Going line by line through the entries, count those containing "below" and state only the result.

= Beginning of Section =

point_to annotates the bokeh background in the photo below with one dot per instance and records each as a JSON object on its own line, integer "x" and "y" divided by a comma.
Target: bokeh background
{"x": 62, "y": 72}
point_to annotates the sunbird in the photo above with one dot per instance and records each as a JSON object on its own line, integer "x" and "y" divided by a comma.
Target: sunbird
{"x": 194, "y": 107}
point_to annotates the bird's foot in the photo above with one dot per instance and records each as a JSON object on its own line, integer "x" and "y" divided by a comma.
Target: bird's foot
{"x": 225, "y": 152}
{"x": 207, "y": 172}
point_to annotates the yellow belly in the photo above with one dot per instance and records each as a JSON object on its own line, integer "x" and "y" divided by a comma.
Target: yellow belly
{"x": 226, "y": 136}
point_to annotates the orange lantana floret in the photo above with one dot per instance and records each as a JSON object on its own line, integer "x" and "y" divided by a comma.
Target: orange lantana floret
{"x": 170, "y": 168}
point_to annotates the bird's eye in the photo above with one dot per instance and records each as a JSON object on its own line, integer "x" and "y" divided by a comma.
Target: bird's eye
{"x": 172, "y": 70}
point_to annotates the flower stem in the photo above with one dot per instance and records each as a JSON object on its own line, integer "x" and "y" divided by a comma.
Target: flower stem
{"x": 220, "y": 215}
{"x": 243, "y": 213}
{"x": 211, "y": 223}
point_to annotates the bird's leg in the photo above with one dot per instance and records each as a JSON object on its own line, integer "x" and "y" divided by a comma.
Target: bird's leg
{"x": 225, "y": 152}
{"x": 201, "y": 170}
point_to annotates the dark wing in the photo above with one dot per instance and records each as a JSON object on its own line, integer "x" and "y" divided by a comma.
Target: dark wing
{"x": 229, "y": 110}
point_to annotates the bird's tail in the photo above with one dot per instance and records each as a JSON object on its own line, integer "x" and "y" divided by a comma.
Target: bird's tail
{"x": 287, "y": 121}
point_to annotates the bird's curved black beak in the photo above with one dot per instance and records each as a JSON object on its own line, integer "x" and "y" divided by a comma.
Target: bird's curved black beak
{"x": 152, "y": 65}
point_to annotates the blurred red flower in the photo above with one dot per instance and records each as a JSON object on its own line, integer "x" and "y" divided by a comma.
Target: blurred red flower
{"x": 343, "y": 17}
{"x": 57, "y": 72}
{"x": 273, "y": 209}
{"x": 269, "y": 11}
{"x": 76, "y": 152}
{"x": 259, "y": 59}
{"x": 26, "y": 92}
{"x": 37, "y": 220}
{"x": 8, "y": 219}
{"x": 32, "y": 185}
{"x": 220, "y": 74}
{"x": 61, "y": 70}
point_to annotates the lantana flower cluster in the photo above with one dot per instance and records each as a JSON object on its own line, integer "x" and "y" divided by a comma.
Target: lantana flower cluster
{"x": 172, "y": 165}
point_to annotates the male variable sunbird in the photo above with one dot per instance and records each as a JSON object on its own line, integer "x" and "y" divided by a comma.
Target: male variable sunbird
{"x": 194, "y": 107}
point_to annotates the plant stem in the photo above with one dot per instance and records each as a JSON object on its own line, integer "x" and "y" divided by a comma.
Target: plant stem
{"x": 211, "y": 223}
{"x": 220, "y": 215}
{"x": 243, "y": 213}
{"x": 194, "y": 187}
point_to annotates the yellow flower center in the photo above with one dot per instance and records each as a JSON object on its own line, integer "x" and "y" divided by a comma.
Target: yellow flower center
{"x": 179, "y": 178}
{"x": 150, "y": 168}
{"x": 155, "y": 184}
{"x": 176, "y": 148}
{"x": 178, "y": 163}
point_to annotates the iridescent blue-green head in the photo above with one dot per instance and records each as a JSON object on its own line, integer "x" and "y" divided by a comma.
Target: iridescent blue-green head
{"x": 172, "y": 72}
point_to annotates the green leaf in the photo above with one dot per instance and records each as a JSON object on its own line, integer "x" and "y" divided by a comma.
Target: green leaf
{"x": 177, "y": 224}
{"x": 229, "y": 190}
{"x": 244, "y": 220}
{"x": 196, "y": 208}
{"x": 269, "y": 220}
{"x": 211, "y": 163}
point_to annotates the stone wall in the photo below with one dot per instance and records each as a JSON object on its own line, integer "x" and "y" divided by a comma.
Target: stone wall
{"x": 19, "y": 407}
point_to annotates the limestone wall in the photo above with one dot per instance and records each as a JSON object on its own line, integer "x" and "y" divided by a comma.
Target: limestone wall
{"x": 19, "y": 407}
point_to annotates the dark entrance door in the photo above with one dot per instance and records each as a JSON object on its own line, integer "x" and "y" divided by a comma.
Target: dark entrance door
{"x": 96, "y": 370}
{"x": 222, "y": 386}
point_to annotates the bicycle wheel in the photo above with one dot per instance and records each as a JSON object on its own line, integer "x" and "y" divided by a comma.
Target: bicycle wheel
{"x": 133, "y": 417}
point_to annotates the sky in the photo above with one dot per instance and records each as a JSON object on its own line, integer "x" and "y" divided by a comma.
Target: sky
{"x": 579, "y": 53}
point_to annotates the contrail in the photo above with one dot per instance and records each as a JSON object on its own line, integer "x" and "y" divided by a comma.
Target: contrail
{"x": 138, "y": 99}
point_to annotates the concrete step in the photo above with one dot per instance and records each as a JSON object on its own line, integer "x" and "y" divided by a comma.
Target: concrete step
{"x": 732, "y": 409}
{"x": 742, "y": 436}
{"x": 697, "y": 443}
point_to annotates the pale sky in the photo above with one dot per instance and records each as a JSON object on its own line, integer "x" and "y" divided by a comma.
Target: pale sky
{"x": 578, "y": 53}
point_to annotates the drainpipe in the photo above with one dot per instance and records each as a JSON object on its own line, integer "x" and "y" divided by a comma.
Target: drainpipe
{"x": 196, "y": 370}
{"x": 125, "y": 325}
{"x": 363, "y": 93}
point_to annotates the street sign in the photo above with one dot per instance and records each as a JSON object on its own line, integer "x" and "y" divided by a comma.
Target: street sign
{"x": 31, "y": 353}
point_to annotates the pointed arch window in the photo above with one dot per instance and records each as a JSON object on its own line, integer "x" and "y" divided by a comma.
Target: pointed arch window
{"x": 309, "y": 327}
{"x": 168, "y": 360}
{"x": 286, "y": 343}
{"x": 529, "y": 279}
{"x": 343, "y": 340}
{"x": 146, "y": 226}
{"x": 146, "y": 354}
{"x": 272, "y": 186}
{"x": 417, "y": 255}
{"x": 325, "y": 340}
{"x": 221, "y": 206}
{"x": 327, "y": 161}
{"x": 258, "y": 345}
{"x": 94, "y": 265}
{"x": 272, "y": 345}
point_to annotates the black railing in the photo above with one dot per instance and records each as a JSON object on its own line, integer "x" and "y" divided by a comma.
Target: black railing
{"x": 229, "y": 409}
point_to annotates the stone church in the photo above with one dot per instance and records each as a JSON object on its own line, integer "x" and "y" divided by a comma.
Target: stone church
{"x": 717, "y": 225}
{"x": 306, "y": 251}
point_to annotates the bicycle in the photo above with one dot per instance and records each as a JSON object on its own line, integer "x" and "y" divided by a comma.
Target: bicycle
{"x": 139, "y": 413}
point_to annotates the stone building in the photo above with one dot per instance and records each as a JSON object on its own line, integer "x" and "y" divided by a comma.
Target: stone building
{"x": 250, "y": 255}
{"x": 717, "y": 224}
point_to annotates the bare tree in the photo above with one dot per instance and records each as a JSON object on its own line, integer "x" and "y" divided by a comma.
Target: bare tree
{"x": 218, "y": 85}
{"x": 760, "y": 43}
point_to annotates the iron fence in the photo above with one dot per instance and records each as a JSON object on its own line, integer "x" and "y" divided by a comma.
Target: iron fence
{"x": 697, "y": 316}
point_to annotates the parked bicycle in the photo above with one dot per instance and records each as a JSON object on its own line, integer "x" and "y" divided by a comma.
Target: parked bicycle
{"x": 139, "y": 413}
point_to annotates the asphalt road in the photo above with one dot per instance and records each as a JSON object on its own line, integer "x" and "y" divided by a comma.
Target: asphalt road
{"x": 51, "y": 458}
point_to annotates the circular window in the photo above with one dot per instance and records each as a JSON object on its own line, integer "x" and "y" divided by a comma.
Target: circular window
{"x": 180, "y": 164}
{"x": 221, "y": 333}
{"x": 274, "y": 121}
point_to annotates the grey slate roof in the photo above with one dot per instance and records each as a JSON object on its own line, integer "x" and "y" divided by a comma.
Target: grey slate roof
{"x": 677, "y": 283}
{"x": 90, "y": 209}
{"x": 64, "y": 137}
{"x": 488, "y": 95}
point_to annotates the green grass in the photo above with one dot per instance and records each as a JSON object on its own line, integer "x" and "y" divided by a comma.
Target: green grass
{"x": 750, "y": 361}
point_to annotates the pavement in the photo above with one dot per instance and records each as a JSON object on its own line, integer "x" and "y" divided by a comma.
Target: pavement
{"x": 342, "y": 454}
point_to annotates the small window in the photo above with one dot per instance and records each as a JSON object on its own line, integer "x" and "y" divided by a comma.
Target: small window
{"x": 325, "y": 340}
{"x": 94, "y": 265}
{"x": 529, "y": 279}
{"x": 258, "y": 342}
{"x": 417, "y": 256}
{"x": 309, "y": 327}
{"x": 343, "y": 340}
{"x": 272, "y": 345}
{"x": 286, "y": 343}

= End of Section =

== Result for this exercise ==
2